++++ Extracted entries
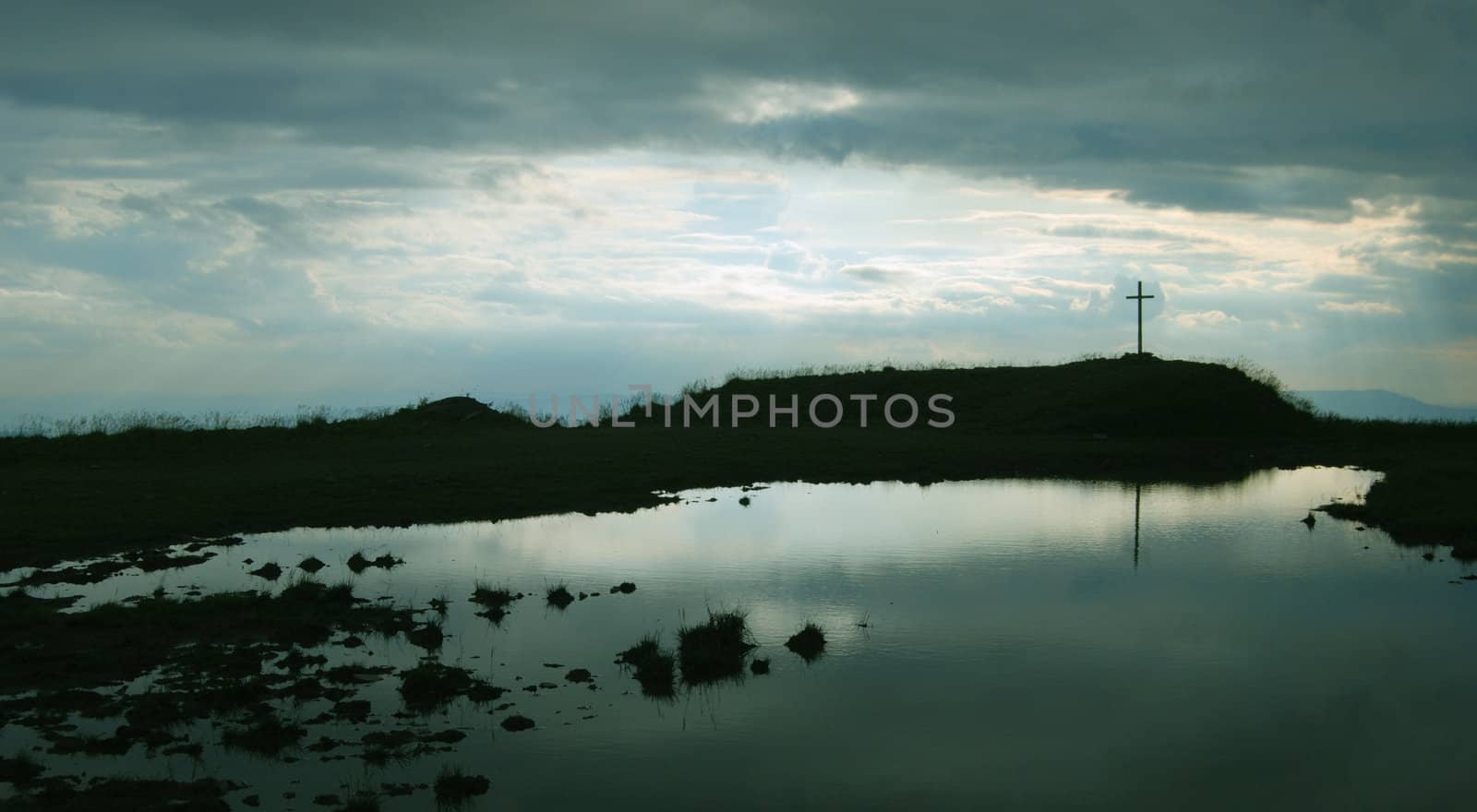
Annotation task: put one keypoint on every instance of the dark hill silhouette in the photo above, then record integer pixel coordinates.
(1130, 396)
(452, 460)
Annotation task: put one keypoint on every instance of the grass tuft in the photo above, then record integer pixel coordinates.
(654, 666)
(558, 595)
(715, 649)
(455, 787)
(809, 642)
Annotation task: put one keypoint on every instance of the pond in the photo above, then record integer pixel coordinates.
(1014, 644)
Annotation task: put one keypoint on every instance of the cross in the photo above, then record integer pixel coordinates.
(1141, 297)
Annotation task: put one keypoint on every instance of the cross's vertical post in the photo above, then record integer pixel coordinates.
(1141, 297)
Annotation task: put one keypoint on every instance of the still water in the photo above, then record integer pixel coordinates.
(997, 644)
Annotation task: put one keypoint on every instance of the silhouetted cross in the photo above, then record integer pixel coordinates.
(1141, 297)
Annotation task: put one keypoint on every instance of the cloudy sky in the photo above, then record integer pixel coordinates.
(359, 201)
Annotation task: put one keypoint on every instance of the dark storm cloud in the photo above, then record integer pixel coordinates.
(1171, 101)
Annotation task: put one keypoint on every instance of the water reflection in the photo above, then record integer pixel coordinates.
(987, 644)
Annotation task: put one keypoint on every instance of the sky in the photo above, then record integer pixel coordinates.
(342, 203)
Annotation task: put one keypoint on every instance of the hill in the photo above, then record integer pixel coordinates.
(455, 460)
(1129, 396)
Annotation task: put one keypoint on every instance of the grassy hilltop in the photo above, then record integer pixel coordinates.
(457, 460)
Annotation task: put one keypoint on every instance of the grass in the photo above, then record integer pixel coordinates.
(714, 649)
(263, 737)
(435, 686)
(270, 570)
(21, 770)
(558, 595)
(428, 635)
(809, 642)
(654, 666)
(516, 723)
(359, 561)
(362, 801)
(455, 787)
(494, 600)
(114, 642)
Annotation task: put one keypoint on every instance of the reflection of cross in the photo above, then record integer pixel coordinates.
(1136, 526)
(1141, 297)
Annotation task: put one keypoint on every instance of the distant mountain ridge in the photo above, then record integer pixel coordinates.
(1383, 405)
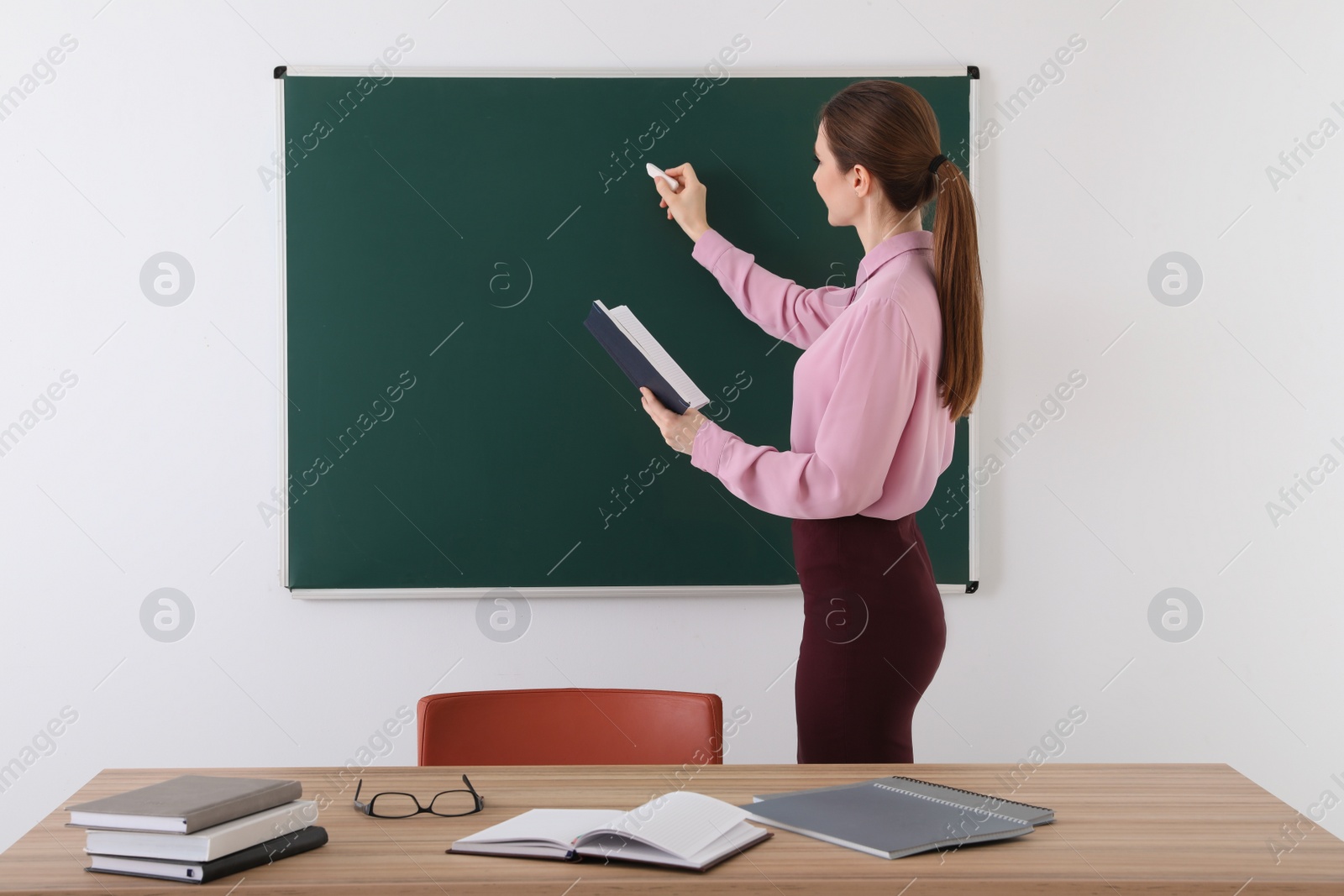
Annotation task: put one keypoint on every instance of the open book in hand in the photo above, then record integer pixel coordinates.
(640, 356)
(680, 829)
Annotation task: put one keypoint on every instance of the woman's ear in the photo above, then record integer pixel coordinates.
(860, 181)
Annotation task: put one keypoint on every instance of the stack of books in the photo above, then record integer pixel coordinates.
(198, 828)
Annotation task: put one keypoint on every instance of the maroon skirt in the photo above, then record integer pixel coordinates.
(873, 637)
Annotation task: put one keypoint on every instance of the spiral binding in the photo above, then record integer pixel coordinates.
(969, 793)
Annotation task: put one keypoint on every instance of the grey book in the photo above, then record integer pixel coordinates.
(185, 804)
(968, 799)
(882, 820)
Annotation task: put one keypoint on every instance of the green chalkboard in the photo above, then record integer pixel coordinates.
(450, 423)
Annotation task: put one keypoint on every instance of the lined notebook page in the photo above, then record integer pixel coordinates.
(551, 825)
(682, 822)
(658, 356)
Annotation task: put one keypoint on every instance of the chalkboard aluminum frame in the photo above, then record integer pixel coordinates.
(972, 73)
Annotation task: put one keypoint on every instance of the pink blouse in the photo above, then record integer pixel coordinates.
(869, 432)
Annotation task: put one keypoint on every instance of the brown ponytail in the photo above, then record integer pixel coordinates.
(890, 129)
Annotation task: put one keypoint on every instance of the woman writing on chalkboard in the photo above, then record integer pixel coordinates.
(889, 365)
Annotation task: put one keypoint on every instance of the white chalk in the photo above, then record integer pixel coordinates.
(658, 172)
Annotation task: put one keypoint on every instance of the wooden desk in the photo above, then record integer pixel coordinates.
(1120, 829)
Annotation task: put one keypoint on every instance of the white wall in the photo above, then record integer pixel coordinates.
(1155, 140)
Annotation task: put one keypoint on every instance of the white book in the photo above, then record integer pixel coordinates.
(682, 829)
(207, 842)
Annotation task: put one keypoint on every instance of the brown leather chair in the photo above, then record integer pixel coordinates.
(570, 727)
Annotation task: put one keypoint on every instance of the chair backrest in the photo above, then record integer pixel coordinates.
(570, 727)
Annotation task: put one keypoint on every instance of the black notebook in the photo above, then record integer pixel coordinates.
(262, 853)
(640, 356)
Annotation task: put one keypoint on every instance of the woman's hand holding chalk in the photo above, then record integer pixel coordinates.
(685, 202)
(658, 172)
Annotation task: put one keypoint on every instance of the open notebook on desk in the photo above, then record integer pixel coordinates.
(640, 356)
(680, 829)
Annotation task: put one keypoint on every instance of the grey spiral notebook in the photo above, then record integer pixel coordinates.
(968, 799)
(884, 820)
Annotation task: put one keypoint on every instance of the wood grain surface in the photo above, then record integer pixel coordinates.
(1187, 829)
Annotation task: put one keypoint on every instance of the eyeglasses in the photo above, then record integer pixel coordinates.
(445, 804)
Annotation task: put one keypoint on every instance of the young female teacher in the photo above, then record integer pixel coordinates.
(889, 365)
++++++++
■ Stated problem ■
Copy out again, word for word, the lines between the one holding "of the distant" and the one holding "(1383, 405)", inclusive.

■ Result of the task ■
Annotation task: put one keypoint on every instance of the distant mountain ridge in the photo above, then record integer pixel coordinates.
(1383, 405)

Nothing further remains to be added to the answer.